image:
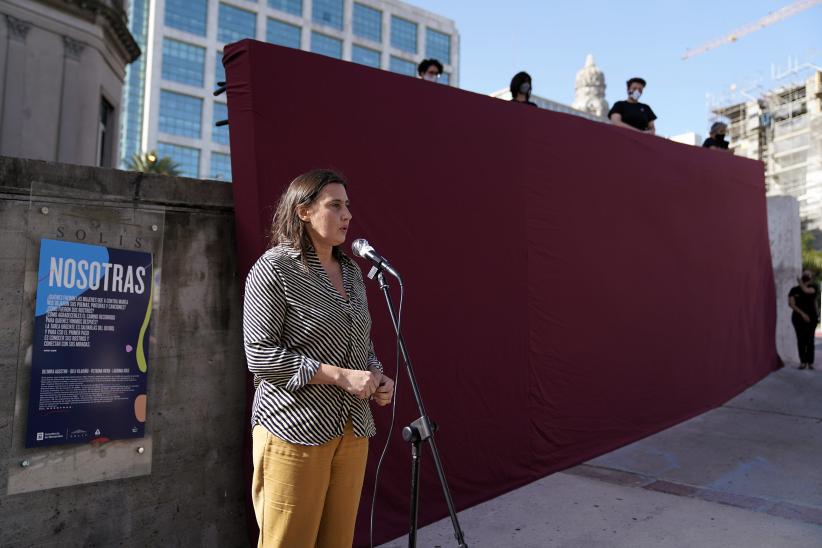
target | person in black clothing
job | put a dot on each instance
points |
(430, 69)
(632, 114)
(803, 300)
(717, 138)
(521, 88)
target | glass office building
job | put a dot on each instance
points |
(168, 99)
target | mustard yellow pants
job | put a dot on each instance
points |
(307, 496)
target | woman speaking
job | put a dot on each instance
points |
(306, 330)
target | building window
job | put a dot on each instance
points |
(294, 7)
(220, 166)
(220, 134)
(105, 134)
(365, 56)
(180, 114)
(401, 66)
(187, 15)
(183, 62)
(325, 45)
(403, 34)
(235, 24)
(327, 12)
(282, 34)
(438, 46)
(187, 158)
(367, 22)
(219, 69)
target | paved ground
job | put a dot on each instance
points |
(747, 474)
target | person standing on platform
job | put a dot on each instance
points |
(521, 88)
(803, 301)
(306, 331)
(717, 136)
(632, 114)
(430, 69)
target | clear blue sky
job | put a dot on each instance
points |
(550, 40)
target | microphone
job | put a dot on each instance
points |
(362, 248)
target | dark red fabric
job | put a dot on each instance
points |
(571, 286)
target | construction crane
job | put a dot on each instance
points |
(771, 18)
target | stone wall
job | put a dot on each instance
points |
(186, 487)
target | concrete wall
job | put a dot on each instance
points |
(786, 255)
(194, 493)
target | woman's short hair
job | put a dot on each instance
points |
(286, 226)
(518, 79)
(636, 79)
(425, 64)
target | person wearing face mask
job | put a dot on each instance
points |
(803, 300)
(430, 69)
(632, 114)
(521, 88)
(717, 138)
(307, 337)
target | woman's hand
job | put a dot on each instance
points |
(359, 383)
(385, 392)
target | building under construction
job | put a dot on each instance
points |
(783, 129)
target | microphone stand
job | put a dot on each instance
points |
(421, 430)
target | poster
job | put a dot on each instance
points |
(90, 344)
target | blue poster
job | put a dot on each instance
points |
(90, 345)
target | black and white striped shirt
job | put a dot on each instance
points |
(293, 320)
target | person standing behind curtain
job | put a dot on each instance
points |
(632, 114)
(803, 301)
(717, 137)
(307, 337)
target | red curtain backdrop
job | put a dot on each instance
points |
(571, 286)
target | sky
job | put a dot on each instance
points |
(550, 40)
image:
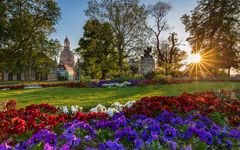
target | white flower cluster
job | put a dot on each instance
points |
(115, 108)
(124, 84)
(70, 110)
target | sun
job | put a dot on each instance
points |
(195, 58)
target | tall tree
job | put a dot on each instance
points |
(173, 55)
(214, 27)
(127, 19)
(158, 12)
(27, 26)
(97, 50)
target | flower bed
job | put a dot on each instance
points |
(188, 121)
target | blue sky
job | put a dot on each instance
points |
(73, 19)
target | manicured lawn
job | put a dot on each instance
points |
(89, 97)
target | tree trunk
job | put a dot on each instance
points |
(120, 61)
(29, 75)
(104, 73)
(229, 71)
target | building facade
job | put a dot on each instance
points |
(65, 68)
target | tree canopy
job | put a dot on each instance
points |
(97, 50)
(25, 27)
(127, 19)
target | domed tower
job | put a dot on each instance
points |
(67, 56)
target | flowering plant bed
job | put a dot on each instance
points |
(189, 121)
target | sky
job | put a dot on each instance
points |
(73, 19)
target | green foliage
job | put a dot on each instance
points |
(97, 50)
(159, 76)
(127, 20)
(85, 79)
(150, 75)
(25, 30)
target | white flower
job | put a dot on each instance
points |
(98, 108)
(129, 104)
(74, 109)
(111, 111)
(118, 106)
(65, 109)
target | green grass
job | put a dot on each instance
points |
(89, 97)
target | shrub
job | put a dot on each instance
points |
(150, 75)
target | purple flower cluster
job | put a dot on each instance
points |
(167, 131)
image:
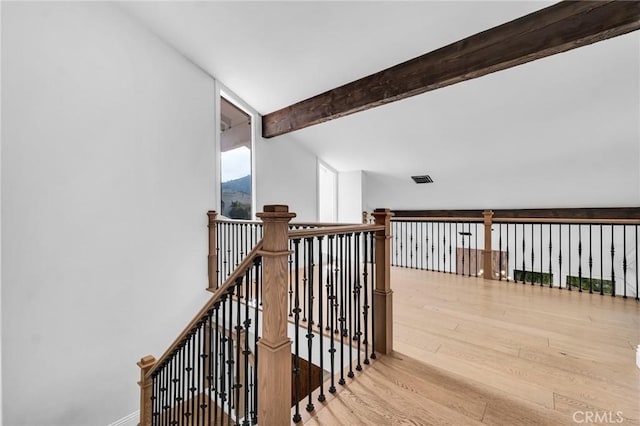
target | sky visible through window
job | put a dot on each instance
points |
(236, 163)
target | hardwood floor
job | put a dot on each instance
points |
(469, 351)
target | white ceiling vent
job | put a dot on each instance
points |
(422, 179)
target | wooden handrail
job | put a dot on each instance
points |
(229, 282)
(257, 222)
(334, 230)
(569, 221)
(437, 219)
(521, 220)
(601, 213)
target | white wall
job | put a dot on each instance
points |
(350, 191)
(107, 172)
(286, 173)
|---|
Quote every line of the records above exactly; no picture is to be copied.

EXPECTED ANSWER =
image:
target | person in black clothing
job | put a dot on each instance
points |
(430, 69)
(632, 114)
(803, 300)
(717, 138)
(521, 88)
target | glass office building
job | put a dot on each instance
points |
(168, 99)
target | mustard yellow pants
job | put a dot on each instance
points |
(307, 496)
target | woman speaking
job | put a dot on each instance
points |
(306, 330)
target | building window
job | put a dot on each instance
points |
(294, 7)
(220, 166)
(220, 134)
(105, 134)
(365, 56)
(180, 114)
(401, 66)
(187, 15)
(183, 62)
(325, 45)
(403, 34)
(235, 24)
(327, 12)
(282, 34)
(438, 46)
(187, 158)
(367, 22)
(219, 69)
target | paved ground
job | put a dot on each instance
points |
(747, 474)
target | person standing on platform
job | put a dot on each instance
points |
(521, 88)
(803, 301)
(306, 331)
(717, 136)
(632, 114)
(430, 69)
target | clear blue sky
job | put a dot on each instance
points |
(550, 40)
target | microphone
job | put a dot on each instance
points |
(362, 248)
target | dark red fabric
job | put a dot on each instance
points |
(571, 286)
target | construction crane
job | put a dot on each instance
points |
(771, 18)
target | stone wall
job | put a dot on each instance
points |
(186, 487)
target | concrete wall
job | put a dot on each instance
points |
(786, 255)
(194, 493)
target | woman's short hair
job | put a dot on each instance
points |
(286, 226)
(518, 79)
(636, 79)
(425, 64)
target | person wearing face mask
job | put a dot on each instance
points |
(803, 300)
(430, 69)
(632, 114)
(521, 88)
(717, 138)
(307, 337)
target | woman's hand
job | put a dot on each instance
points |
(359, 383)
(385, 392)
target | building under construction
job | put a dot on each instance
points |
(783, 129)
target | microphone stand
job | put a dot on each instance
points |
(421, 430)
target | poster
job | put a dot on each instance
points |
(90, 344)
target | blue poster
job | put a dot on each instance
points |
(90, 345)
target | black and white striped shirt
job | put a dot on each instance
points |
(293, 320)
target | person standing behind curtain
job | put a dot on each instance
points |
(632, 114)
(803, 301)
(717, 137)
(307, 337)
target | red curtain backdrop
job | put a dot on each instance
points |
(571, 286)
target | sky
job | put a dot on each instance
points |
(550, 40)
image:
target | white flower cluster
job | put a dot on each instance
points |
(115, 108)
(124, 84)
(70, 110)
target | sun
job | put a dot on each instance
points |
(195, 58)
target | tall tree
job | put a dot on each instance
points |
(173, 55)
(214, 27)
(127, 19)
(158, 12)
(27, 26)
(97, 50)
target | flower bed
job | put a dot on each instance
points |
(188, 121)
target | blue sky
job | put a dot on each instance
points |
(73, 19)
target | manicured lawn
job | put a dot on each instance
points |
(89, 97)
target | tree trunk
job | put a dot on each instance
points |
(120, 61)
(29, 75)
(104, 73)
(229, 71)
target | building facade
job | put a dot on each instance
points |
(65, 68)
target | tree canopy
job | put a dot on each instance
points |
(97, 50)
(25, 27)
(127, 19)
target | domed tower
job | put a dot on each instance
points |
(67, 56)
target | flowering plant bed
job | put a dot on each instance
points |
(189, 121)
target | sky
job | put a dot on each instance
points |
(73, 19)
target | green foliage
job | put a dot on each instance
points |
(97, 50)
(159, 76)
(127, 20)
(85, 79)
(150, 75)
(25, 30)
target | white flower
job | put a dot on each instance
points |
(98, 108)
(129, 104)
(74, 109)
(111, 111)
(118, 106)
(65, 109)
target | green grass
job | put a dot on each instance
points |
(89, 97)
target | shrub
job | put a dot on each instance
points |
(150, 75)
target | purple flower cluster
job | put a dot on each instance
points |
(167, 131)
image:
target | sky visible through window
job | put a dot on each instance
points |
(236, 163)
target | hardwood floor
job | put a dot on each instance
points |
(469, 351)
target | white ceiling vent
job | put a dot on each instance
points |
(422, 179)
target | wooden handrail
job | put a dot on each instance
points |
(229, 282)
(257, 222)
(334, 230)
(569, 221)
(437, 219)
(521, 220)
(601, 213)
target | white wall
job | put a dot on each instance
points |
(350, 191)
(107, 172)
(286, 173)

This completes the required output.